**DO THIS**
Repeat the material in full. Keep every line exactly as it is.

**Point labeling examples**

------------------------------------------------

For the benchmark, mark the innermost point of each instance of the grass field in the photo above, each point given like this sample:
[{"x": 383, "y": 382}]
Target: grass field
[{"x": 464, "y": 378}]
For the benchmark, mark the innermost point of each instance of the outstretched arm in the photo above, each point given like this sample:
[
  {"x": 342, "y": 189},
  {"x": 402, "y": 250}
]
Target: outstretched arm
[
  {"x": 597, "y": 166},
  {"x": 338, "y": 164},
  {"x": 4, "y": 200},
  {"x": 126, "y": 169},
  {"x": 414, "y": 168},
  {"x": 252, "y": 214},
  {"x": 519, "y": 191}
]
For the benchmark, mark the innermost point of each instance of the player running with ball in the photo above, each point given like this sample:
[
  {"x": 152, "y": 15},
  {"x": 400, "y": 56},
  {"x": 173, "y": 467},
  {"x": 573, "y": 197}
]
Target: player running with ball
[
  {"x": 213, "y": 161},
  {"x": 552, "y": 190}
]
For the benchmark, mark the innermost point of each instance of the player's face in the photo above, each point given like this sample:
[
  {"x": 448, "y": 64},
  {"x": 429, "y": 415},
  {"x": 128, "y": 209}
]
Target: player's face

------------------------------------------------

**WORKED SOLUTION**
For the benchmark, mark the innermost point of each instance of the grass field in the photo above, each point given like this sample:
[{"x": 383, "y": 382}]
Target: grass field
[{"x": 464, "y": 378}]
For the benchmark, mark the innermost point of each instance of the outstretched arm in the photo above, each point given like this sample:
[
  {"x": 342, "y": 189},
  {"x": 402, "y": 250}
]
Target: outstretched arm
[
  {"x": 597, "y": 166},
  {"x": 338, "y": 164},
  {"x": 4, "y": 200},
  {"x": 126, "y": 169},
  {"x": 414, "y": 168},
  {"x": 252, "y": 214},
  {"x": 519, "y": 191}
]
For the benchmark, mark the innermost point of each instance of the player running with ball in the photo above, each point given like this sample:
[
  {"x": 152, "y": 15},
  {"x": 400, "y": 56},
  {"x": 173, "y": 467},
  {"x": 573, "y": 197}
]
Target: player running with ball
[
  {"x": 213, "y": 161},
  {"x": 552, "y": 190}
]
For the benchmark, mark the innermost point of each instance of the player's face in the photo above, each point given like this sample:
[
  {"x": 448, "y": 64},
  {"x": 429, "y": 415},
  {"x": 128, "y": 209}
]
Target: player's face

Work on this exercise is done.